## Исходный отрывок
━━━━━━━━

Якорь — символ христианской надежды: это один из наиболее распространенных древнехристианских символов. Указание на него находим прежде всего в Послании к Евреям, где апостол уподобляет христианскую надежду безопасному и крепкому якорю (Евр., VI, 18—19), а потом у Климента Александрийского, рекомендовавшего, как мы видели, христианам изображать этот символ на своих перстнях. Почему якорю усвоено в христианстве такое значение, понятно само собою: стоит лишь вспомнить об его естественном назначении во время бури. Иногда якорь на памятниках помещается рядом с другими христианскими символами, например с голубем. Голубь — символ Святого Духа, такое значение усвоено ему в евангельском рассказе о Крещении Иисуса Христа, поэтому и в катакомб-ном изображении Крещения Иисуса Христа (катакомбы Люцины) Дух Святой является в виде голубя. Иногда голубь служит символом невинной христианской души, как это видно из находящихся при нем надписей: anima innocens, anima simplex. Если голубь изображен с веткою в клюве, то он служит символом мира, подобно голубю Ноя, как это подтверждается Тертуллианом; голубь с виноградною кистию может означать христианскую душу, вкушающую от небесных благ. Изредка голубь означает апостола: таковы были 12 голубей, изображенных в церкви Св. Феликса, построенной Павлином Ноланским. Символ этот удержан в православной церкви доселе, он нашел себе место и в символике русских сектантов.

━━━━━━━━

Строки для определения местоположения:
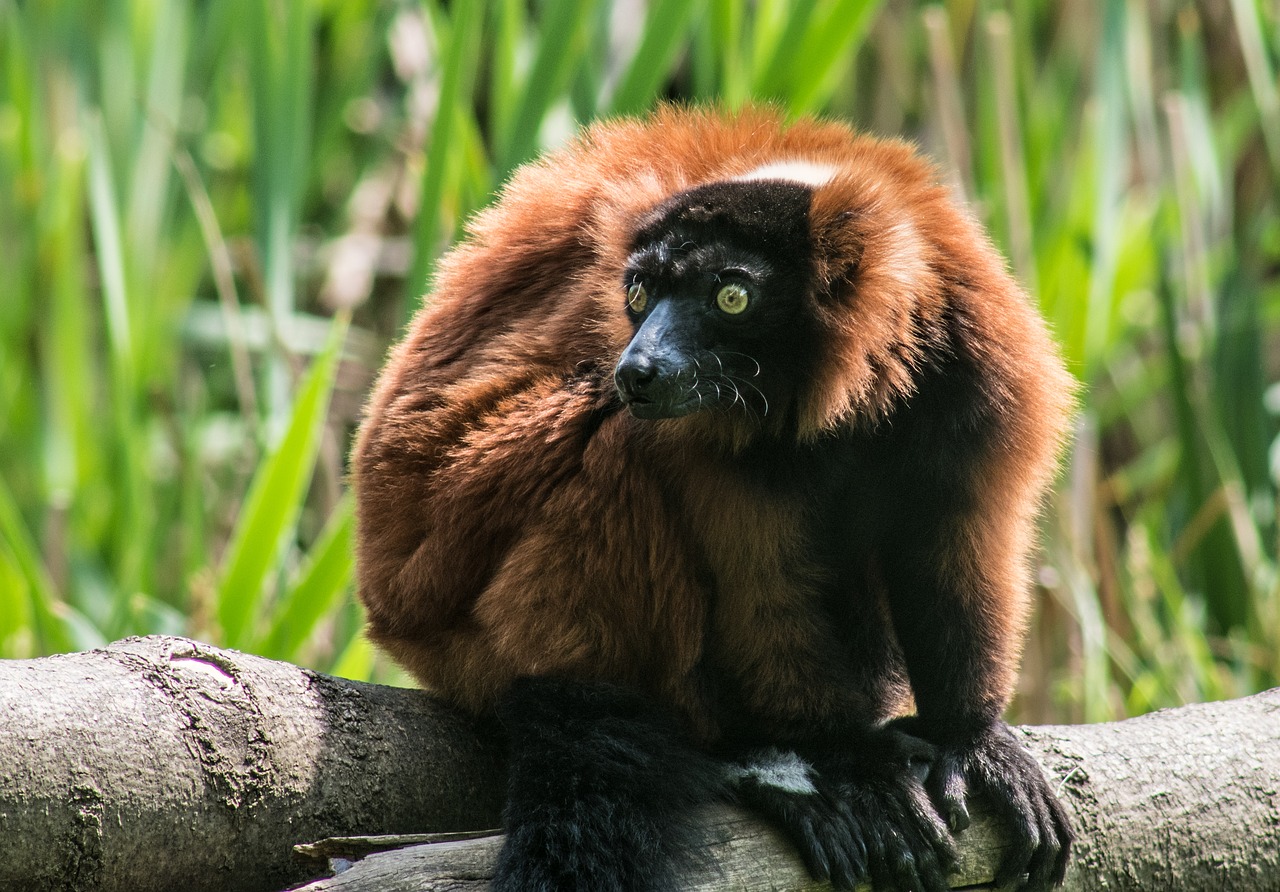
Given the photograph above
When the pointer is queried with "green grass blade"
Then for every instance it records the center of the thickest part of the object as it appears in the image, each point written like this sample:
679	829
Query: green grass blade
45	607
324	577
274	501
461	53
827	50
560	49
666	31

━━━━━━━━

## Что требуется
Что, согласно отрывку о древнехристианских символах, может означать голубь с виноградной кистью?

## Образец ответа
Христианскую душу, вкушающую от небесных благ.